-------- Fonte --------

Do "direito adquirido" à orientação jurisprudencial
8 de agosto de 2020, 8h00
Na última coluna do Observatório, Victor Marcel Pinheiro trouxe reflexão oportuna sobre a formação de precedentes. Aproveitando esse tema geral, proponho colocar em discussão a instigante questão relacionada à modulação dos efeitos de decisões judiciais, prevista no artigo 927, § 3º, do CPC, segundo o qual "na hipótese de alteração de jurisprudência dominante do Supremo Tribunal Federal e dos tribunais superiores ou daquela oriunda de julgamento de casos repetitivos, pode haver modulação dos efeitos da alteração no interesse social e no da segurança jurídica".
Já havíamos tratado sobre o tema da modulação em agosto de 2014, antes do advento do atual Código de Processo Civil[1]. Na ocasião, reconhecíamos que a expectativa de previsibilidade e segurança jurídica se projetava no campo da jurisprudência, estando na pauta das discussões à época formas de prevenir viradas bruscas de orientações jurisprudenciais, sobretudo dos tribunais superiores, e de evitar surpresas na prestação jurisdicional.
Naquela época, alguns defendiam a aplicação ampla, em todos os campos da jurisdição, do artigo 27 da Lei 9.868, de 1999, segundo o qual "ao declarar a inconstitucionalidade de lei ou ato normativo, e tendo em vista razões de segurança jurídica ou de excepcional interesse social, poderá o Supremo Tribunal Federal, por maioria de dois terços de seus membros, restringir os efeitos daquela declaração ou decidir que ela só tenha eficácia a partir de seu trânsito em julgado ou de outro momento que venha a ser fixado".
Defendíamos, naquela oportunidade, que o artigo 27 da Lei 9.868, de 1999 não seria um expediente disponível para a generalidade do Poder Judiciário, dado que não se deve confundir os mecanismos próprios de atuação do Supremo Tribunal Federal, no exercício da jurisdição constitucional que lhe compete, com a prática judiciárias dos demais juízes e tribunais, mesmo que superiores.
Essa lacuna agora, sem dúvida alguma, restou preenchida pelo mencionado artigo 927, § 3º, do CPC, admitindo a aludida modulação nas hipóteses em que o Tribunal Superior modificar sua orientação ("alteração da jurisprudência dominante"), quando houver razões de interesse social e segurança jurídica.
Para interpretar o dispositivo, parece natural que se inspire no artigo 27 da Lei nº 9.868, de 1998, mas com a cautela de não mimetizar, sem acurada reflexão, o entendimento do STF a respeito dessa ferramenta do controle de constitucionalidade na atuação dos demais Tribunais Superiores, sendo indispensável a formação de uma dogmática processual própria[2].

--------

### Objetivo da tarefa
Reescreva em forma de lista o parágrafo do texto sobre modulação de efeitos que começa com "Naquela época, alguns defendiam", mantendo seus fatos principais. O material abaixo é independente e não guarda relação com o texto.

-------- Informações apresentadas --------

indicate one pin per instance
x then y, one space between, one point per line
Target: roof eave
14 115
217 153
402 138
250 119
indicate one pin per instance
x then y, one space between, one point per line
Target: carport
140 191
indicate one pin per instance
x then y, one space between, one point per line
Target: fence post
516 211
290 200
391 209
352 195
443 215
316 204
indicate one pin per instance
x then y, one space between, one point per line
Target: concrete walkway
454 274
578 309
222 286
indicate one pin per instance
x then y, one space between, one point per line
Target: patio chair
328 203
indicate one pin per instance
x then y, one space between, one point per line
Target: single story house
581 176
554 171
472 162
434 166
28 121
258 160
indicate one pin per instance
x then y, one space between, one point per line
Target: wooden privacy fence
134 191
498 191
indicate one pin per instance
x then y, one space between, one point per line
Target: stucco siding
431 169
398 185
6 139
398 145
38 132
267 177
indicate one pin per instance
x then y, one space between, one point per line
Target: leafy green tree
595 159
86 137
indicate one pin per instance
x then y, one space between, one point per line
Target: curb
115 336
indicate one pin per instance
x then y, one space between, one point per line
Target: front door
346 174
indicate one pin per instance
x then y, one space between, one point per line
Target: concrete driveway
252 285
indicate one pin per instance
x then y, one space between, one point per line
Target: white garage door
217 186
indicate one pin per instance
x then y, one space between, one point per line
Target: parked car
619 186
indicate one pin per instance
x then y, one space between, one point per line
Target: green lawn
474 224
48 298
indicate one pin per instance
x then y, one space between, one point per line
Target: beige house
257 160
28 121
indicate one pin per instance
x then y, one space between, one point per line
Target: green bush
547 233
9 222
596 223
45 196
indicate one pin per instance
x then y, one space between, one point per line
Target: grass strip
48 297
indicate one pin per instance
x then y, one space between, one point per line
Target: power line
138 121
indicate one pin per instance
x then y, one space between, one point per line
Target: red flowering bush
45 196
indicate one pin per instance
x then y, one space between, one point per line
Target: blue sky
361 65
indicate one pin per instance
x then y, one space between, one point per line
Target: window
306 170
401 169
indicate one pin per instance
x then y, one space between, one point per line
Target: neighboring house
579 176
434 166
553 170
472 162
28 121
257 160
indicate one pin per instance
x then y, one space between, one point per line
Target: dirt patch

--------

### Resolução completa
- Naquela época, alguns defendiam aplicar o artigo 27 da Lei 9.868, de 1999, de forma ampla, em todos os campos da jurisdição.
- O dispositivo trata da declaração de inconstitucionalidade de lei ou ato normativo pelo Supremo Tribunal Federal.
- Nesse caso, o STF pode restringir os efeitos da declaração ou decidir que ela só tenha eficácia a partir do trânsito em julgado ou de outro momento a ser fixado.
- Para isso, são necessárias razões de segurança jurídica ou de excepcional interesse social.
- A decisão exige maioria de dois terços dos membros do Tribunal.